> **Stored data**
^^^^^^^^^^^^^^^^

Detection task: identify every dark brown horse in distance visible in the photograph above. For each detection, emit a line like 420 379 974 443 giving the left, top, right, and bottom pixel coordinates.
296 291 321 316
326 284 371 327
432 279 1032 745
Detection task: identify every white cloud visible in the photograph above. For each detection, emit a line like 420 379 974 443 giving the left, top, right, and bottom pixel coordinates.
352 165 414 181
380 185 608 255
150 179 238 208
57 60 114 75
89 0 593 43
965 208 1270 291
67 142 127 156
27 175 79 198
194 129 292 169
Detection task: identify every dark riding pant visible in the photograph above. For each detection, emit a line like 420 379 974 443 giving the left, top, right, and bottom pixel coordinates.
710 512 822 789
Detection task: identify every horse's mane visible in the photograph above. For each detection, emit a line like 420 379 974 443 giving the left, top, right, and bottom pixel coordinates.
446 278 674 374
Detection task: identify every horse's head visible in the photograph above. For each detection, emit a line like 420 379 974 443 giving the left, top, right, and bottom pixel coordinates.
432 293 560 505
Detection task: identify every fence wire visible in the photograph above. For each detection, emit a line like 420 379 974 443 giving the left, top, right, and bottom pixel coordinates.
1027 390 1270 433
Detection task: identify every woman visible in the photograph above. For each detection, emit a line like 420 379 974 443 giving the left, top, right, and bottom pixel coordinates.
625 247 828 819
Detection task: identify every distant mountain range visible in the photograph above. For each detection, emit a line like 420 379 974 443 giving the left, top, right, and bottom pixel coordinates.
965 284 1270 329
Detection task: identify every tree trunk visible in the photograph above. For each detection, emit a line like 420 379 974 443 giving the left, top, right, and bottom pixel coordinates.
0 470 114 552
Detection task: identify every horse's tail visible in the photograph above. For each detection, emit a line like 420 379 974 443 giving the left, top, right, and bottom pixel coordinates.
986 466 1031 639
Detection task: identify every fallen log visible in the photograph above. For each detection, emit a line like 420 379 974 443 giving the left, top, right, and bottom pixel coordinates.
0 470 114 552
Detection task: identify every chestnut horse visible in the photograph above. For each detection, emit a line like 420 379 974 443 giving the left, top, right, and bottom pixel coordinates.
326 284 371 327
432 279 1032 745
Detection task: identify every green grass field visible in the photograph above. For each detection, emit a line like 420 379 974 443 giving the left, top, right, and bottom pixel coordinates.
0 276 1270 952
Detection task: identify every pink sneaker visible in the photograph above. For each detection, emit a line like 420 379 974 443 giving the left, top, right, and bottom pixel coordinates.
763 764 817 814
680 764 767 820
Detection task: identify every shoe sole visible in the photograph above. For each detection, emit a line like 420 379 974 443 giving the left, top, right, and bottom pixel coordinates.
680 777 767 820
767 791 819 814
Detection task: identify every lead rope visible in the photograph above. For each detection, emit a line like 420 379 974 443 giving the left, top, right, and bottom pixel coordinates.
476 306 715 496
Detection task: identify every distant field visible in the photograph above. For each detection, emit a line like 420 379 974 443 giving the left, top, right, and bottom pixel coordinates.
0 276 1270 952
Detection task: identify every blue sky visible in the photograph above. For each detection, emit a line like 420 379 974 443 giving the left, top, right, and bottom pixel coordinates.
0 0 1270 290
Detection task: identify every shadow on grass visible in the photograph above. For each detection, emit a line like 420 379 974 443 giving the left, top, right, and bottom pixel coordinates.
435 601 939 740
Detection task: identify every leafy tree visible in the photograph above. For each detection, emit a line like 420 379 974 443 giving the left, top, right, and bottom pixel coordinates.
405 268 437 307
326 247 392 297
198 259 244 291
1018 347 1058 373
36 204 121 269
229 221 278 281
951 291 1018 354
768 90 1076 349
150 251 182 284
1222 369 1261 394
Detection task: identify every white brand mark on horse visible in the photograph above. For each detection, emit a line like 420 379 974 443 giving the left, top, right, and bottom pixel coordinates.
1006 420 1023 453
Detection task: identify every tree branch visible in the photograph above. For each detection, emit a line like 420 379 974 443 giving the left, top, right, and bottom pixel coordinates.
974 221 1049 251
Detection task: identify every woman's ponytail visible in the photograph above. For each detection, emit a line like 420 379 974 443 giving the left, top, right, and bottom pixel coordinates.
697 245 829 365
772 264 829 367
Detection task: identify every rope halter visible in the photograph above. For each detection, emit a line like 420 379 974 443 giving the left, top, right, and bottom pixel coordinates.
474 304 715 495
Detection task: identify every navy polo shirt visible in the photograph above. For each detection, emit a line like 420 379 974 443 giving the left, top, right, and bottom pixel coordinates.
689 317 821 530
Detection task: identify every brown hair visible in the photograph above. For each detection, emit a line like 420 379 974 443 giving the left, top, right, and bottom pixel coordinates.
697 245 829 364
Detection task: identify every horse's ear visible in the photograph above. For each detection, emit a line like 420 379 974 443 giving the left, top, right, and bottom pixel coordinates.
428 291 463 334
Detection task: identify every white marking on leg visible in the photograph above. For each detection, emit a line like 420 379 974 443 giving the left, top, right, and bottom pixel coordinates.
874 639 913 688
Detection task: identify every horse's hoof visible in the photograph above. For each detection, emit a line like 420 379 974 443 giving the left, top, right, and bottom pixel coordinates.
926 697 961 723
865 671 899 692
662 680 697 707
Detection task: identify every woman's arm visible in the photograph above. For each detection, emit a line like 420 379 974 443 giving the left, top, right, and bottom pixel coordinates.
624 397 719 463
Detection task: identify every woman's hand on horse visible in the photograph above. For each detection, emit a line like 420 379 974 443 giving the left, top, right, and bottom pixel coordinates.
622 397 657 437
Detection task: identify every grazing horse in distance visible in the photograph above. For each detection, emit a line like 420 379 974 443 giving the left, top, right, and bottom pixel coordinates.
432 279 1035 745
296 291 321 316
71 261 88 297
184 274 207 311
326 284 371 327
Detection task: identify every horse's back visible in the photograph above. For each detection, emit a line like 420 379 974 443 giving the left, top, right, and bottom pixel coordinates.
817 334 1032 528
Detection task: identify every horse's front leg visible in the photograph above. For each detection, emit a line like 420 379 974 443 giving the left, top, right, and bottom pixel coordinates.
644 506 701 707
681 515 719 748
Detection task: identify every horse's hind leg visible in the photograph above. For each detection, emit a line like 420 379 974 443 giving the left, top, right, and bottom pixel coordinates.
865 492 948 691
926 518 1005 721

^^^^^^^^^^^^^^^^

> **Objective**
Copy the part of the material that opens with the line containing "Detection task: identify every grazing" and runs through the end of the material, keeping every request. Move each bounding-box coordinate in the answers by -138.

> **Solution for this exercise**
Detection task: identify every grazing horse in distance visible in the photograph above. For each detection, emit a line like 420 379 974 443 giving the left, top, right, and bottom pixel coordinates.
294 141 897 607
158 153 183 178
-67 123 -50 159
46 136 69 173
188 146 233 189
Detection task: identify every horse's back visible in the photograph above. For each detection, emit a line like 420 379 974 443 giving the left, top, right, and bottom pixel coordinates.
679 196 894 390
Detection task: identify every horse's front leg visible in the photograph above. For each detection, emit a line like 420 379 974 443 giving the left, top, right, and bottom pixel coordinates.
506 368 563 569
543 377 581 610
Detection task: identify every horse's hind leg visible in the photograph above. For each detection, emit a line like 420 379 974 443 giving the left, top, right, and bottom pixel coordinates.
727 354 810 553
788 380 867 583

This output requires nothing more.